Return the entries below precisely, omitting nothing.
*** Opening of Available data ***
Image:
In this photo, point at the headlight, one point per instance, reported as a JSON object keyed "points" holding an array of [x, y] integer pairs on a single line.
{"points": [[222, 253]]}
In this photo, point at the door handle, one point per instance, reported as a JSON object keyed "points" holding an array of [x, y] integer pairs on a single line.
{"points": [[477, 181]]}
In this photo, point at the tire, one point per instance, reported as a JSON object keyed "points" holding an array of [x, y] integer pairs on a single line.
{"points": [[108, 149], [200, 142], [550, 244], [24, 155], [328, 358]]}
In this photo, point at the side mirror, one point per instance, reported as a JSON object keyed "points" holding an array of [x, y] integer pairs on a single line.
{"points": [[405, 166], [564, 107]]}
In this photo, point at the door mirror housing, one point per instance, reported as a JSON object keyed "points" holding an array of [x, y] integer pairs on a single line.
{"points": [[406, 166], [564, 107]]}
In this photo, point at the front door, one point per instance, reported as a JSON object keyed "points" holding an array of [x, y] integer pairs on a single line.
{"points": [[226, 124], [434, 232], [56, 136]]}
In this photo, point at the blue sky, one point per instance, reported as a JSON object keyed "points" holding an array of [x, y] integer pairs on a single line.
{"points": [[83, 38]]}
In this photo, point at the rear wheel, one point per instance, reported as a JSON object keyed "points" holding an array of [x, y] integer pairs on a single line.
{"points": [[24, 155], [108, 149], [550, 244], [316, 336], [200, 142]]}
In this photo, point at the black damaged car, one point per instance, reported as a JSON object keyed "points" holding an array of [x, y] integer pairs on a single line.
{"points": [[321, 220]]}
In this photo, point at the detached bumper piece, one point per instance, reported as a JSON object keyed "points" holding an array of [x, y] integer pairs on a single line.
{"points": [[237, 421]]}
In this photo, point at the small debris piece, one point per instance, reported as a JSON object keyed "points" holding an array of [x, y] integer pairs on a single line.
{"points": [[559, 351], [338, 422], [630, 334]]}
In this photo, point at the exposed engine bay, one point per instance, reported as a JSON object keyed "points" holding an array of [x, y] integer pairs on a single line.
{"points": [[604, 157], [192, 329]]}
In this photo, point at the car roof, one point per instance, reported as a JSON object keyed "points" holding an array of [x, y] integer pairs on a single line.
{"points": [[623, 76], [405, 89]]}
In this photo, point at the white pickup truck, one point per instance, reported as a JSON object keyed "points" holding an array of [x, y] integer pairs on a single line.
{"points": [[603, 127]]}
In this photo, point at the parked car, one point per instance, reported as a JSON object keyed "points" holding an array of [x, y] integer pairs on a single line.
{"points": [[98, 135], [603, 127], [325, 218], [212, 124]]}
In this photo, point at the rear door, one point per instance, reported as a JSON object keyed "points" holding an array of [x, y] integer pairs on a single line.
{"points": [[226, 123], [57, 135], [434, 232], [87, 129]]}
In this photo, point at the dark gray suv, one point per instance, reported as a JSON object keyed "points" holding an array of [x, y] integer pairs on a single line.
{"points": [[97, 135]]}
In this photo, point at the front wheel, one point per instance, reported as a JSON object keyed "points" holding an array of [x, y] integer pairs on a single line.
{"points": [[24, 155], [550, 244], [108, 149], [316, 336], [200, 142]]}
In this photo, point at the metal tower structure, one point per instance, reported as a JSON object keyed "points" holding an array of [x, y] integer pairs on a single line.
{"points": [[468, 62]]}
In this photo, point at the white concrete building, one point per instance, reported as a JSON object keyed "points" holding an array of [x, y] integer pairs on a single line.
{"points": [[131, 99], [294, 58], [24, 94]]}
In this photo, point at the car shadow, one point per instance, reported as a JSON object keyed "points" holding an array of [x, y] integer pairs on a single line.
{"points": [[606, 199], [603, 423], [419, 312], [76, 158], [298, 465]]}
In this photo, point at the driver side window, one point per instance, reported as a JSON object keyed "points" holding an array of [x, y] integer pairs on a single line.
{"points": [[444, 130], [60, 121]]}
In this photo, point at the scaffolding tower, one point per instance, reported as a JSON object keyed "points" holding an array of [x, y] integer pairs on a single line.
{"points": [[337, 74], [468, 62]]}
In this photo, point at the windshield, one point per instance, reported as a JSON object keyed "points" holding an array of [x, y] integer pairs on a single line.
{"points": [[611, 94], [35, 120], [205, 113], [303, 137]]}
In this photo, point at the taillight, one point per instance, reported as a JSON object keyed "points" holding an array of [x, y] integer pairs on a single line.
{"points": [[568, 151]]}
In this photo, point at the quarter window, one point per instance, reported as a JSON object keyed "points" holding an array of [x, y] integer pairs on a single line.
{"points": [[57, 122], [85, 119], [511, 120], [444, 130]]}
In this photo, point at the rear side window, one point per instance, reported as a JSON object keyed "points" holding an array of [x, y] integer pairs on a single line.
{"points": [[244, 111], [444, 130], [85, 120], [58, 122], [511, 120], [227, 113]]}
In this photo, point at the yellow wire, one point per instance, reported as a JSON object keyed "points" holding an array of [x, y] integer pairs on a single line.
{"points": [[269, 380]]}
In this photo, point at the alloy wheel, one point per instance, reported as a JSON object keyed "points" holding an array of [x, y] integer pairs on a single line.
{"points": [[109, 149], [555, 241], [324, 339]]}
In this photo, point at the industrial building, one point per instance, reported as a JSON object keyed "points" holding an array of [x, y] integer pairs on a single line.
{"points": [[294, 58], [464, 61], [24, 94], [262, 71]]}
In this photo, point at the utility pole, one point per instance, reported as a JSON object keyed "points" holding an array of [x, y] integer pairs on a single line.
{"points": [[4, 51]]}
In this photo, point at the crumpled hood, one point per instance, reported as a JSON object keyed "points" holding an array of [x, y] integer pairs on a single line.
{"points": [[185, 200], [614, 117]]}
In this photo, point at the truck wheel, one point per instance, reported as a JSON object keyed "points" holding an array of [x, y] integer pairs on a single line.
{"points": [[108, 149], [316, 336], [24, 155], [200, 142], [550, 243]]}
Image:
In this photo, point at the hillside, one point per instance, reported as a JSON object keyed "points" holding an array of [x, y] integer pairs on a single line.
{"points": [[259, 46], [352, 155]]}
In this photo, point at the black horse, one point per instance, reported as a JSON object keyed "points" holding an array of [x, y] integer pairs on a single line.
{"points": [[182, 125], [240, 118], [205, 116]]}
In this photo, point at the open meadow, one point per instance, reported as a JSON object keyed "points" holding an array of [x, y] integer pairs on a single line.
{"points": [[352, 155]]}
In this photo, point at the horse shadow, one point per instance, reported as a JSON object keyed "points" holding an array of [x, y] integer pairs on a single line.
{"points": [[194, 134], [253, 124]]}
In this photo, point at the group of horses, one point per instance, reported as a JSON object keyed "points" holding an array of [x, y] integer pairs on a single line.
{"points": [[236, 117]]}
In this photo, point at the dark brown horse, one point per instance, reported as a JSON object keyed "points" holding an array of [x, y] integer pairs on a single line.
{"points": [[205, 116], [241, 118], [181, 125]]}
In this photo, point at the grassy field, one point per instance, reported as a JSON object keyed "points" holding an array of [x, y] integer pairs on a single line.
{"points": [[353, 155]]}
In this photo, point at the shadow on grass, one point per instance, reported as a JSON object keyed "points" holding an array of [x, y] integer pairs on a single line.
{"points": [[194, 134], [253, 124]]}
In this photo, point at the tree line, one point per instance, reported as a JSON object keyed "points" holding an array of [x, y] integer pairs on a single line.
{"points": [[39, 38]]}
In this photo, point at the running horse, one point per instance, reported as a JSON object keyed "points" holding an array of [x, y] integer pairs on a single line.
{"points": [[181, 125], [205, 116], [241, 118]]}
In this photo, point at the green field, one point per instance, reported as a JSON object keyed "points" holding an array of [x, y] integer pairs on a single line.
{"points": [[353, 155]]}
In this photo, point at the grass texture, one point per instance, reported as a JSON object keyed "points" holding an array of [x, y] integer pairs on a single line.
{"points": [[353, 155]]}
*** Close of Available data ***
● Exercise answer
Image:
In this photo, point at the headlight, one point per instance, reported as a JSON object keyed "points" holding an array of [x, y] integer pairs on a single line.
{"points": [[222, 253]]}
In this photo, point at the door handle, one point per instance, reported as a JSON object keyed "points" holding an array of [x, y] integer pairs on a single line.
{"points": [[477, 181]]}
In this photo, point at the tire, one point per instance, reported as a JSON object keyed "points" holding an array of [x, y] integer pairs on a single line.
{"points": [[108, 149], [200, 142], [550, 244], [24, 155], [328, 358]]}
In this photo, point at the side mirror, one point per instance, reported as a JSON object keyed "points" holding an array of [x, y] integer pairs on a single line.
{"points": [[405, 166], [564, 107]]}
In this photo, point at the door mirror housing, one point per instance, reported as a JSON object keyed "points" holding an array of [x, y] integer pairs on a single line.
{"points": [[406, 166], [564, 107]]}
In this photo, point at the front door, one point per instance, reported as a JSON object keyed "points" holding an array of [x, y] integer pairs on a single line.
{"points": [[226, 124], [434, 232], [56, 136]]}
In this photo, point at the blue sky, one point per instance, reported as a JSON object keyed "points" holding an array of [x, y] integer pairs on a single line.
{"points": [[83, 38]]}
In this photo, point at the rear wheel, one point per instance, reported as a JSON object keyed "points" holding an array of [x, y] integer pairs on a single line.
{"points": [[24, 155], [108, 149], [550, 244], [316, 336], [200, 142]]}
In this photo, point at the black damaged car, one point per instance, reported as a JSON object keyed "points" holding an array of [x, y] integer pairs on a single line.
{"points": [[321, 220]]}
In this photo, point at the detached bumper piece, one point per instance, reported as a JSON object keyed "points" holding an array of [x, y] integer pairs on a single line.
{"points": [[237, 421]]}
In this photo, point at the small debris piece, one point per instance, reported as a JSON object keyed "points" holding an array of [x, y] integer pairs on a single line.
{"points": [[559, 351], [338, 422], [630, 334]]}
In this photo, point at the exposed engine bay, one point per instance, reported as a JSON object keyed "points" holding an array of [x, y] integer pairs on a single line.
{"points": [[604, 157], [192, 329]]}
In this photo, point at the car roof, one point per instance, reported as a JSON object keyed "points" holding an array of [x, y] integer pairs on a single line.
{"points": [[623, 76], [405, 89]]}
In this photo, point at the white pickup truck, one point per instance, reported as a JSON object keyed "points" holding an array of [x, y] integer pairs on a single line.
{"points": [[603, 127]]}
In this photo, point at the parked car, one point per instance, reported as a JSON object keyed "points" holding an array of [x, y] integer pairs on a single line.
{"points": [[98, 135], [603, 127], [325, 218], [212, 124]]}
In this photo, point at the rear door, one point per instance, reported as a JSON object keyed "points" holding an array of [x, y] integer pairs on a single line.
{"points": [[226, 123], [57, 135], [434, 232], [87, 129]]}
In this photo, point at the dark gray suv, one point per instance, reported as a JSON object keyed "points" holding an array of [x, y] integer pairs on a single line.
{"points": [[97, 135]]}
In this photo, point at the front wheel, one point per instance, reported as a JSON object keyed "points" holding an array of [x, y] integer pairs on a single line.
{"points": [[24, 155], [550, 244], [108, 149], [316, 336], [200, 142]]}
In this photo, point at the metal tower structure, one point per instance, reported as a JSON object keyed "points" holding an array of [x, y] integer pairs on a single line.
{"points": [[468, 62]]}
In this photo, point at the white concrete building, one point per instance, reported as a JSON object keyed "points" holding an array of [x, y] integer pairs on a single line.
{"points": [[131, 99], [294, 58], [24, 94]]}
In this photo, point at the car shadow, one point per instance, reported as a JSON object keyed "points" holding an array of [x, y] integer pairs on a single line.
{"points": [[606, 199], [603, 423], [419, 312], [76, 158], [298, 465]]}
In this photo, point at the driver side window, one point per instance, reported as a JSON object keyed "points" holding an array of [x, y] integer pairs on a single line.
{"points": [[444, 130], [60, 121]]}
In this photo, point at the scaffolding tower, one point per instance, reported as a JSON object keyed "points" holding an array of [x, y] integer pairs on a single line.
{"points": [[337, 74], [468, 62]]}
In this photo, point at the windshield, one point per instance, reported as a JSON object keyed "points" holding an array of [x, y] integer pairs on a single line.
{"points": [[611, 94], [35, 120], [205, 113], [303, 137]]}
In this photo, point at the taillight, one point per instance, reported as a JSON object keyed "points" holding an array of [x, y] integer pairs on a single line.
{"points": [[568, 151]]}
In this photo, point at the quarter window, one point per instance, reported as a JSON object keyed "points" holding an array of [x, y] integer pairs on a single line.
{"points": [[57, 122], [85, 119], [511, 120], [444, 130]]}
In this photo, point at the rear side window, one point per instance, reported as a JSON object keyed "points" holding an array of [x, y] integer pairs on a single line.
{"points": [[244, 111], [444, 130], [85, 120], [58, 122], [511, 120], [227, 113]]}
In this photo, point at the yellow wire, one point per instance, reported as a JSON object keyed "points" holding an array of [x, y] integer pairs on a single line.
{"points": [[269, 380]]}
In this photo, point at the alloy wheel, one point per instance, reported as a JSON object keyed "points" holding an array of [x, y] integer pairs on a single line.
{"points": [[109, 149], [555, 241], [324, 339]]}
In this photo, point at the industrial building, one point per instance, reported as a JSON object keyed "points" holding an array of [x, y] integer pairs on a single line.
{"points": [[294, 58], [464, 61], [24, 94], [262, 71]]}
In this photo, point at the utility pole, one point per instance, reported as a JSON object keyed "points" holding an array of [x, y] integer pairs on a single line.
{"points": [[4, 51]]}
In this photo, point at the crumpled hood, one point per instance, reported as a JSON object keyed "points" holding an array of [x, y] integer pairs on a single line.
{"points": [[185, 200], [614, 117]]}
In this photo, point at the truck wheel, one point per instance, reported as a JSON object keyed "points" holding an array of [x, y] integer pairs on a single line.
{"points": [[108, 149], [316, 336], [24, 155], [200, 142], [550, 243]]}
Image:
In this photo, point at the hillside, one point per instance, reported as a JSON object keyed "points" holding an array of [x, y] integer pairs on a single line.
{"points": [[259, 46], [352, 155]]}
In this photo, point at the black horse, one point per instance, reported as a JSON object keyed "points" holding an array of [x, y] integer pairs on a single line.
{"points": [[182, 125], [240, 118], [205, 116]]}
In this photo, point at the open meadow, one point per instance, reported as a JSON object keyed "points" holding an array of [x, y] integer pairs on a single line.
{"points": [[352, 155]]}
In this photo, point at the horse shadow, one point per instance, reported as a JSON object keyed "points" holding an array of [x, y] integer pairs on a single line.
{"points": [[194, 134], [253, 124]]}
In this photo, point at the group of horses, one point per instance, reported as a JSON object keyed "points" holding an array of [x, y] integer pairs on a single line.
{"points": [[236, 117]]}
In this photo, point at the dark brown horse, one point per instance, reported as a JSON object keyed "points" holding an array of [x, y] integer pairs on a single line.
{"points": [[205, 116], [241, 118], [181, 125]]}
In this photo, point at the grassy field, one point per instance, reported as a JSON object keyed "points" holding an array of [x, y] integer pairs on a single line.
{"points": [[353, 155]]}
In this photo, point at the shadow on grass, one point per instance, reported as a JSON object keyed "points" holding an array of [x, y] integer pairs on a single line.
{"points": [[194, 134], [253, 124]]}
In this photo, point at the tree line, one point per instance, reported as a JSON object keyed "points" holding an array of [x, y] integer pairs on a single line.
{"points": [[39, 38]]}
In this photo, point at the running horse, one point per instance, reported as a JSON object keyed "points" holding an array of [x, y] integer pairs on a single line.
{"points": [[181, 125], [205, 116], [241, 118]]}
In this photo, point at the green field, one point per instance, reported as a JSON object keyed "points" holding an array of [x, y] integer pairs on a single line.
{"points": [[353, 155]]}
In this photo, point at the grass texture, one point per instance, reported as a JSON object keyed "points" holding an array of [x, y] integer pairs on a single line.
{"points": [[353, 155]]}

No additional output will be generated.